◆ Document:

▬▬▬▬▬▬▬▬▬▬

Martin Taylor 2012.09.21.08.14 --

[Martin Taylor 2012.09.20.16.58]
RM: OK, then the error signal is then proportional to the variable

that I call output in my models. In the model I would code this as:

e = r-p
if (e<-t) or (e>t) then o = 0 else o = g*e

where t is the threshold for producing an error signal and g is the gain.

MT earlier: The second line should be

if (e<-t) or (e>t) then o = 0 else o = g*sgn(e)*|e-t|

where sgn(e) = -1 if e<0, else sgn(e) = +1, and |x| is the absolute value of x.

MT: I didn't read carefully enough. Sorry about that. It should read:

IF (e>-t) AND (e<t) THEN o = 0 ELSE o = g*sgn(e)*|e-t|

BP: This would work better if you say

if abs((r - p)) < t THEN e = 0 ELSE e = r - p.

If the output function is an integrator, you want the output to hold constant when e = 0, not to reset the output to zero.

That's what I intended. You may have been confused because I was using Rick's notation in replying to him. In Rick's notation "o" was the output of the comparator, and e was defined as r-p.

However, you don't want the output of the comparator to be r-p when you are outside the dead zone, because that implies a discrete jump at

r-p|=t from no attempt to influence the error to a strong attempt to

influence it, whereas the graph shows the comparator output to be 0 +- gain*epsilon at |r-p| = t+epsilon. Can we agree on:

if abs((r - p)) < t THEN e = 0 ELSE e = g*sgn(e)*|e-t|

reverting to the conventional notation in which e is the comparator output and (r-p) is not given a letter as a single variable?

▬▬▬▬▬▬▬▬▬▬

◆ What to work on:
• 1. Repeat the comparator dead-zone discussion word for word, starting at "MT earlier: The" and ending at "ELSE e = r - p.".
• 2. Translate this sentence from the comparator dead-zone discussion into Spanish: "If the output function is an integrator, you want the output to hold constant when e = 0, not to reset the output to zero."
• 3. Resume the comparator dead-zone discussion from the point at which it stops.
None of the work here requires the records.

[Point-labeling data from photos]
▬▬▬▬▬▬▬▬▬▬

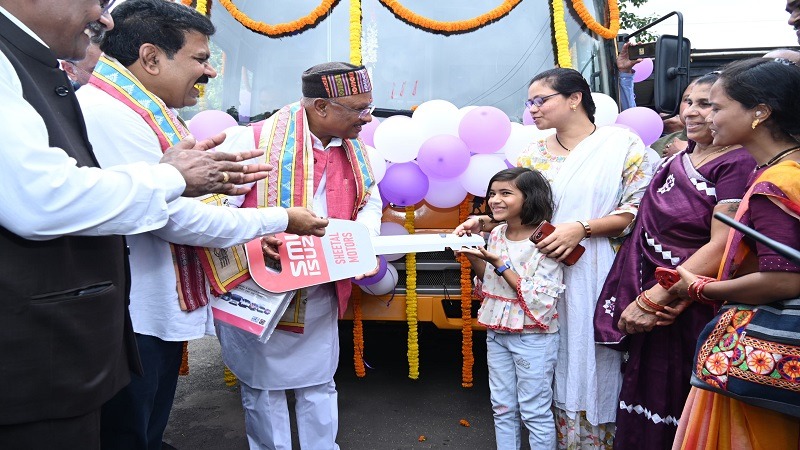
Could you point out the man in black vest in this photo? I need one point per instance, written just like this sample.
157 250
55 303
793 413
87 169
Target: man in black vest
65 335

▬▬▬▬▬▬▬▬▬▬

◆ Per-task answers:
• 1.
MT earlier: The second line should be

if (e<-t) or (e>t) then o = 0 else o = g*sgn(e)*|e-t|

where sgn(e) = -1 if e<0, else sgn(e) = +1, and |x| is the absolute value of x.

MT: I didn't read carefully enough. Sorry about that. It should read:

IF (e>-t) AND (e<t) THEN o = 0 ELSE o = g*sgn(e)*|e-t|

BP: This would work better if you say

if abs((r - p)) < t THEN e = 0 ELSE e = r - p.

• 2. Si la función de salida es un integrador, lo que se busca es que la salida se mantenga constante cuando e = 0, no restablecer la salida a cero.

• 3.
I used both versions (yours and my amendment to yours) in simulations back when we were doing the sleep studies. I don't remember which gave more human-like results, but there was a difference in the fits. The data are probably still around, somewhere, but are likely to be on a retired but not discarded computer if I ever retrieved them from DCIEM.

Martin

···

On 2012/09/21 1:59 PM, Bill Powers wrote:

[From Bill Powers (2012.09.21.1605 MDT)]

Martin Taylor 2012.09.21.17.33 --

BP earlier: This would work better if you say

if abs((r - p)) < t THEN e = 0 ELSE e = r - p.

If the output function is an integrator, you want the output to hold constant when e = 0, not to reset the output to zero.

MT: That's what I intended. You may have been confused because I was using Rick's notation in replying to him. In Rick's notation "o" was the output of the comparator, and e was defined as r-p.

BP: Here is what Rick said:

RM: OK, then the error signal is then proportional to the variable
that I call output in my models. In the model I would code this as:

e = r-p
if (e<-t) or (e>t) then o = 0 else o = g*e

BP: As you can see, he modifies the value of the output, not of the error signal, the output being the gain times the error signal. He was assuming a proportional output function. If the output function is an integrator, its output should remain constant, not zero, when the error signal goes to zero.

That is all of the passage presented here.